### Short exercise:
Copy out every line in the entries below that contains the word "column".

### Supplied data:
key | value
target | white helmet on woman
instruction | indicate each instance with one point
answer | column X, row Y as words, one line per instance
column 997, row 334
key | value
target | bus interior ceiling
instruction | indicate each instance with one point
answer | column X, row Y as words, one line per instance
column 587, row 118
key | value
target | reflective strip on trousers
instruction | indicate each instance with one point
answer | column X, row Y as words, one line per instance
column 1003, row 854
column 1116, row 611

...

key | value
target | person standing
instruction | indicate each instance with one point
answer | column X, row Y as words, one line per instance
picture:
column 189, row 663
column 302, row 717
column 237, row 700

### Task response:
answer | column X, row Y as words, one line per instance
column 997, row 334
answer | column X, row Y as words, one line per instance
column 587, row 118
answer | column X, row Y as words, one line per instance
column 1003, row 854
column 1116, row 611
answer | column X, row Y as words, one line per instance
column 189, row 663
column 302, row 717
column 237, row 700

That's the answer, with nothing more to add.